Supplied passage
Illinois basketball notes: 'Credit to Illinois'

Illinois basketball notes: 'Credit to Illinois'

CHAMPAIGN — Steve Forbes didn't want to make any excuses for what went down Saturday at State Farm Center.

He said as much at the end of his first postgame press conference comment.

But then the East Tennessee State coach was asked to explain just how exasperating it was for his Buccaneers to make the 542-mile trek from Johnson City, Tenn., to Champaign.

"That was a little bizarre," he began.

That's an understatement.

ETSU's travel troubles were documented by SportsCenter before Saturday's 1 p.m. tipoff against Illinois. The Illini won 73-55 when a clearly-tired bunch of Bucs struggled through the first half.

Things started well enough for ETSU on Friday afternoon.

The program flew from Johnson City to Atlanta, landing at 1:30 p.m.

So far, so good.

The next leg of the journey was Atlanta to Bloomington, but foggy conditions led to a delay.

"We tried to get Rudolph the Red-Nosed Reindeer to come get us, but we couldn't," Forbes said. "So we were screwed."

Christmas spirit was not with the Bucs on this day. They stayed in an Atlanta airport for approximately five hours before hopping to Chicago's Midway International instead.

It was a stop Forbes wanted to avoid, based on past experience.

Arrival at Midway around 10 p.m. came with a lack of the team's luggage. It remained in Atlanta.

Written tasks
- A) Copy the Illinois basketball notes starting with "CHAMPAIGN — Steve" and going on through "on Friday afternoon.", switching "ETSU" to "East Tennessee State".
- B) According to the Illinois basketball notes, about how long did the Bucs stay in an Atlanta airport before flying to Chicago?
You won't need the entries that come after this text.

[A block of data]
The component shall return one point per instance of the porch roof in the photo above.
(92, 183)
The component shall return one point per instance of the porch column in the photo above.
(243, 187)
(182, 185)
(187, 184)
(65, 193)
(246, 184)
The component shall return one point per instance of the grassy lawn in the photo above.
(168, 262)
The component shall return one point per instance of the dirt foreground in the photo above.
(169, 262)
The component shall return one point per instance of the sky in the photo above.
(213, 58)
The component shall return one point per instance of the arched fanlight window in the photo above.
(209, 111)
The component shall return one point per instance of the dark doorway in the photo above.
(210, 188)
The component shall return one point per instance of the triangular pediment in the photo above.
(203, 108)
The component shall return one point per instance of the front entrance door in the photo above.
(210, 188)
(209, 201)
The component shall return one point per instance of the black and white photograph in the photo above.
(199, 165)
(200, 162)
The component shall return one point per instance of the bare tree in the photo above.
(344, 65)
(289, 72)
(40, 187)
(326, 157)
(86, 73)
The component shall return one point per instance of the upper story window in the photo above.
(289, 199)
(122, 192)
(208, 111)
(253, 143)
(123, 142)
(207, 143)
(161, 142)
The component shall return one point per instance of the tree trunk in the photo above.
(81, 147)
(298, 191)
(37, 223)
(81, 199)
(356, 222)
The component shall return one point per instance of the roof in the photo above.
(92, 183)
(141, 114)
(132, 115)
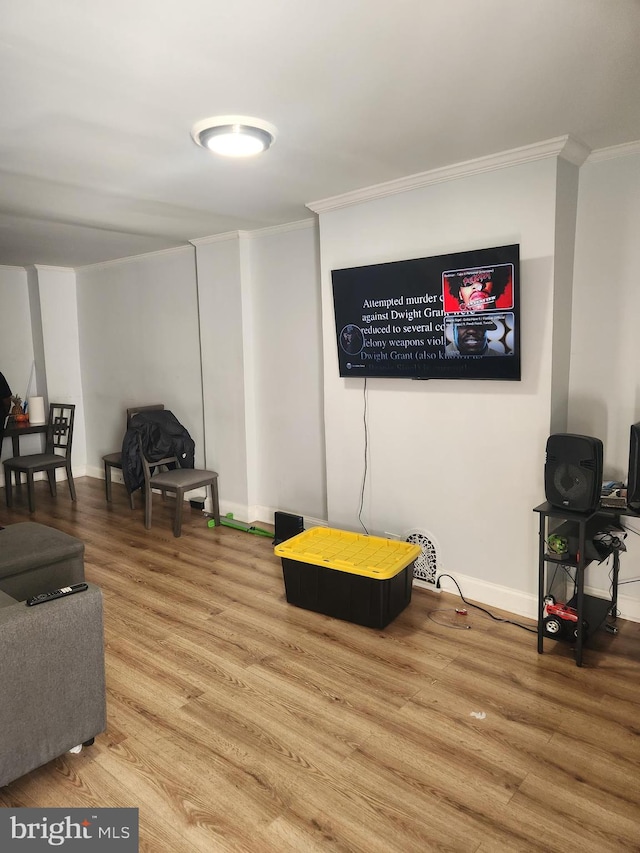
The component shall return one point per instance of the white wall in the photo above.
(16, 345)
(262, 366)
(461, 460)
(220, 295)
(55, 331)
(287, 367)
(605, 354)
(139, 344)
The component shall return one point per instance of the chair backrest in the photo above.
(147, 466)
(60, 428)
(135, 410)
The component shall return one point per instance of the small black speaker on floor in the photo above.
(286, 525)
(573, 471)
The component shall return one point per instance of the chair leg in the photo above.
(8, 491)
(31, 492)
(72, 485)
(107, 481)
(177, 520)
(148, 496)
(215, 502)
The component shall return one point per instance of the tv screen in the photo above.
(633, 481)
(453, 316)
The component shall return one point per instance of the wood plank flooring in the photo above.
(237, 722)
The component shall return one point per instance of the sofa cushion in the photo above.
(35, 558)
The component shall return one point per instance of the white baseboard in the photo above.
(493, 595)
(520, 603)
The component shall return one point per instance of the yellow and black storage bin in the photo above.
(362, 579)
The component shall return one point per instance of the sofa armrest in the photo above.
(53, 684)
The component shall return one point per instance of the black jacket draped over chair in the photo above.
(162, 435)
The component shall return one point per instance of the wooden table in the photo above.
(16, 431)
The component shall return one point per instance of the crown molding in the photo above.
(298, 225)
(565, 147)
(11, 268)
(614, 151)
(50, 268)
(131, 258)
(217, 238)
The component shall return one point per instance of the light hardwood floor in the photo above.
(237, 722)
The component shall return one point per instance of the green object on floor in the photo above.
(228, 521)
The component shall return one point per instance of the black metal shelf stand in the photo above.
(590, 609)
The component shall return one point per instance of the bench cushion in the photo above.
(35, 558)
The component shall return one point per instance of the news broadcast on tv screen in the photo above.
(452, 316)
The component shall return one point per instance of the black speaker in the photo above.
(573, 471)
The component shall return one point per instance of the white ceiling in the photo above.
(98, 100)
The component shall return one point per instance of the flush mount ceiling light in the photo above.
(234, 136)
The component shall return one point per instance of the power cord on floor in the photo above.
(482, 609)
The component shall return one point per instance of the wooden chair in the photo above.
(178, 481)
(114, 460)
(57, 455)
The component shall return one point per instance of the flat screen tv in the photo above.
(453, 316)
(633, 481)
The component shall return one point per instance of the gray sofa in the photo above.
(51, 655)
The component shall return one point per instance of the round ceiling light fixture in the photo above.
(234, 136)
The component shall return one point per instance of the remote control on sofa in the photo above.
(56, 593)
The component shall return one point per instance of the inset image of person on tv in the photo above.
(478, 289)
(351, 339)
(479, 336)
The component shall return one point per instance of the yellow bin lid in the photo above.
(356, 553)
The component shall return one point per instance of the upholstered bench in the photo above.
(34, 556)
(53, 695)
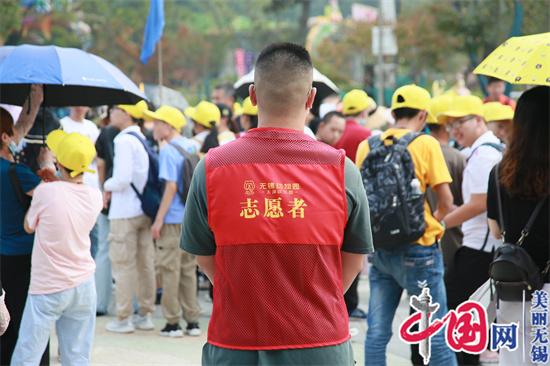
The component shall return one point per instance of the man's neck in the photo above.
(267, 121)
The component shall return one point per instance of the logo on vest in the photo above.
(249, 187)
(273, 207)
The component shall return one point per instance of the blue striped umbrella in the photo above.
(71, 77)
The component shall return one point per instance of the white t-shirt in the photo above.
(475, 181)
(90, 130)
(130, 165)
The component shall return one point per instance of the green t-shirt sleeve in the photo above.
(357, 234)
(197, 237)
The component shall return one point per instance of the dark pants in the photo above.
(351, 297)
(469, 270)
(15, 274)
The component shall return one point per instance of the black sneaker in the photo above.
(193, 329)
(172, 330)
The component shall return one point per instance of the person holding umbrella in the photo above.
(16, 187)
(62, 288)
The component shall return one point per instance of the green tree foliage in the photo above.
(10, 18)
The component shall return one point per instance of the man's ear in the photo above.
(311, 98)
(252, 93)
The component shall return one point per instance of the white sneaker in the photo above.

Solutions in order
- A)
CHAMPAIGN — Steve Forbes didn't want to make any excuses for what went down Saturday at State Farm Center.

He said as much at the end of his first postgame press conference comment.

But then the East Tennessee State coach was asked to explain just how exasperating it was for his Buccaneers to make the 542-mile trek from Johnson City, Tenn., to Champaign.

"That was a little bizarre," he began.

That's an understatement.

East Tennessee State's travel troubles were documented by SportsCenter before Saturday's 1 p.m. tipoff against Illinois. The Illini won 73-55 when a clearly-tired bunch of Bucs struggled through the first half.

Things started well enough for East Tennessee State on Friday afternoon.

- B) Approximately five hours.